Once the pictures are set aside, transcribe the remaining data exactly.

*The records*
--- --- ---

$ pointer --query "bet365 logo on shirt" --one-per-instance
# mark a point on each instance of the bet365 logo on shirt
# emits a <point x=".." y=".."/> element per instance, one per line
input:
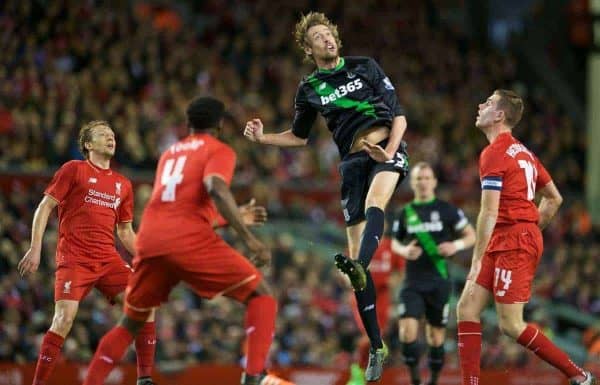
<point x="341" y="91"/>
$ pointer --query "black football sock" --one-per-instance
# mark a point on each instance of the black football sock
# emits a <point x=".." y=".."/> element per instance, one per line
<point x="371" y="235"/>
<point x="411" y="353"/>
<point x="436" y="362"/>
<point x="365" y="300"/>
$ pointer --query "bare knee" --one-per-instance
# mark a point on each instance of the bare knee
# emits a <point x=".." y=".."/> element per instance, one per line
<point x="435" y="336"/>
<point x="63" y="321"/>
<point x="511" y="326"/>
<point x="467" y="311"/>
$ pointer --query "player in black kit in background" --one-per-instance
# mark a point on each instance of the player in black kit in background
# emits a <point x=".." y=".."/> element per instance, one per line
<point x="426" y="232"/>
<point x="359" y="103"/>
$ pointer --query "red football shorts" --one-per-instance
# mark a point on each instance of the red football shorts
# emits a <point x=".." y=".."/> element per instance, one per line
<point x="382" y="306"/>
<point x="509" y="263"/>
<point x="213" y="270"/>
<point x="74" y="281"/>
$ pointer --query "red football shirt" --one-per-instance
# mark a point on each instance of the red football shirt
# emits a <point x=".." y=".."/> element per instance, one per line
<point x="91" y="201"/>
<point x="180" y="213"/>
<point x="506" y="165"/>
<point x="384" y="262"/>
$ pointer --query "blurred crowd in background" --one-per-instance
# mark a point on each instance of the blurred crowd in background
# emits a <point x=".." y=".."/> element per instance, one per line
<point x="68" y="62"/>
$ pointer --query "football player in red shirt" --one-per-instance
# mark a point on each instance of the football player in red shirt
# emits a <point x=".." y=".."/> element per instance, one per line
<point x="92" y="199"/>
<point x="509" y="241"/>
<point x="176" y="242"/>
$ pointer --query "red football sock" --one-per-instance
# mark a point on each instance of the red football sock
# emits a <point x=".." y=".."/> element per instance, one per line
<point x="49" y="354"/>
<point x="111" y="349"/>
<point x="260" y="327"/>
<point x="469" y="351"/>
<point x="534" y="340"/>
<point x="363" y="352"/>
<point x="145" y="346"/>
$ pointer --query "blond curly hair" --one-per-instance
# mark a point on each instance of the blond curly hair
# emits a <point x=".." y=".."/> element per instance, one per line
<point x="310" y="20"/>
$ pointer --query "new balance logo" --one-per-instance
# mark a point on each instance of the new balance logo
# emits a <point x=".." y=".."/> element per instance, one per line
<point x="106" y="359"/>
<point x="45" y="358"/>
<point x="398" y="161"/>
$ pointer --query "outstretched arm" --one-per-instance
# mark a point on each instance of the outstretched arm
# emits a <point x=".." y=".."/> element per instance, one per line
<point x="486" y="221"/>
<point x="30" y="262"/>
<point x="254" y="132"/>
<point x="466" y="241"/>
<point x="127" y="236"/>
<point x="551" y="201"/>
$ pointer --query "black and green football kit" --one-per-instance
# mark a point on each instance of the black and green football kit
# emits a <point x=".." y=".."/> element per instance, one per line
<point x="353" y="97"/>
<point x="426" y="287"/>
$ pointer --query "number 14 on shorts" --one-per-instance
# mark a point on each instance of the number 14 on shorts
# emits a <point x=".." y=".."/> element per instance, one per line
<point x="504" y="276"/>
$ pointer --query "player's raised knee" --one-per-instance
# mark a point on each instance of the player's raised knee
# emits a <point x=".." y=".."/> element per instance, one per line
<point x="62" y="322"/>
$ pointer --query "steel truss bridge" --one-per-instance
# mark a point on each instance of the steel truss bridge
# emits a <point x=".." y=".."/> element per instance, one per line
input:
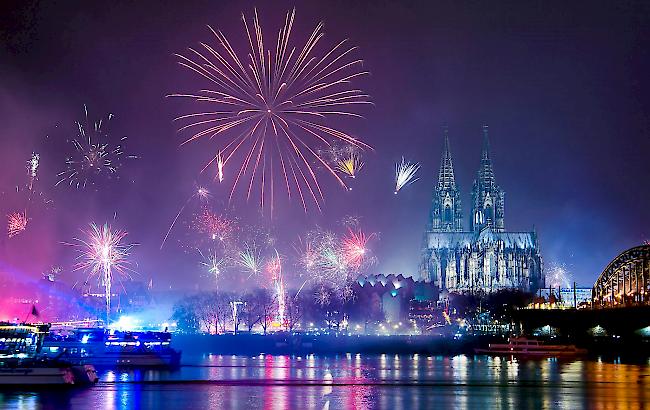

--- --- ---

*Final result*
$ pointer --query "bet365 logo on shirt" --one-per-instance
# mark a point on each instance of the bet365 logo on shirt
# emits a <point x=".." y=".."/> element per instance, one per line
input:
<point x="341" y="91"/>
$ pointer --query "black football sock" --one-per-instance
# mark a point on each instance of the black football sock
# emits a <point x=".." y=".."/> element per instance, one per line
<point x="371" y="235"/>
<point x="411" y="353"/>
<point x="436" y="362"/>
<point x="365" y="300"/>
$ pointer --query "bare knee" --one-per-instance
# mark a point on each instance of the bare knee
# emits a <point x=".." y=".."/> element per instance, one per line
<point x="435" y="336"/>
<point x="63" y="321"/>
<point x="511" y="326"/>
<point x="467" y="311"/>
$ pointer --query "player in black kit in background" --one-per-instance
# mark a point on each instance of the player in black kit in background
# emits a <point x=".." y=".."/> element per instance, one per line
<point x="426" y="232"/>
<point x="359" y="103"/>
$ pointer --query "red football shorts" --one-per-instance
# mark a point on each instance of the red football shorts
# emits a <point x=".." y=".."/> element per instance, one per line
<point x="382" y="306"/>
<point x="509" y="263"/>
<point x="213" y="270"/>
<point x="74" y="281"/>
$ pointer --query "red football shirt" --one-per-instance
# mark a point on each instance of the red football shirt
# emits a <point x=".." y=".."/> element per instance, one per line
<point x="91" y="201"/>
<point x="180" y="213"/>
<point x="506" y="165"/>
<point x="384" y="262"/>
$ pointer --query "blurred crowd in background" --one-per-instance
# mark a point on each instance of the blurred crowd in background
# emits a <point x=".." y=".."/> element per instance, one per line
<point x="68" y="62"/>
$ pointer --query "football player in red shirt" --one-per-instance
# mark a point on each instance of the football player in red shirt
# emits a <point x=".." y=".."/> element per instance, one per line
<point x="92" y="199"/>
<point x="509" y="241"/>
<point x="176" y="242"/>
$ pointer --query "red football sock" --one-per-instance
# mark a point on each instance of the red football sock
# emits a <point x=".." y=".."/> element per instance, one per line
<point x="49" y="354"/>
<point x="111" y="349"/>
<point x="260" y="327"/>
<point x="469" y="351"/>
<point x="534" y="340"/>
<point x="363" y="352"/>
<point x="145" y="346"/>
$ pointer --query "blond curly hair" --one-per-instance
# mark a point on each instance of the blond curly hair
# emits a <point x=".." y=".."/> element per instance, one per line
<point x="310" y="20"/>
$ pointer --query "new balance logo" --one-per-instance
# mark a point on each instance of the new balance logo
# emits a <point x=".." y=".."/> element per instance, one per line
<point x="106" y="359"/>
<point x="45" y="358"/>
<point x="398" y="161"/>
$ pointer --query "outstretched arm" --one-per-instance
# mark a point on each instance of the outstretched arm
# emits a <point x=".." y=".."/> element per instance, one per line
<point x="486" y="221"/>
<point x="30" y="262"/>
<point x="254" y="132"/>
<point x="466" y="241"/>
<point x="127" y="236"/>
<point x="551" y="201"/>
$ pointer --query "black and green football kit" --one-per-instance
# mark a point on each instance of the black and green football kit
# emits a <point x=".." y=".."/> element per instance, one per line
<point x="353" y="97"/>
<point x="426" y="287"/>
$ pointer --query "number 14 on shorts" --one-per-instance
# mark a point on each instance of the number 14 on shorts
# emits a <point x=".." y=".."/> element per instance, one per line
<point x="504" y="276"/>
$ pointer --query "player's raised knee" --one-per-instance
# mark a point on each instance of the player's raised knee
# emits a <point x=".." y=".."/> element per instance, one per line
<point x="62" y="322"/>
$ pointer --query "steel truss bridge" --one-per-instance
# mark a point on each instance of the steel truss bridge
# emits a <point x=".." y=".."/> element per instance, one per line
input:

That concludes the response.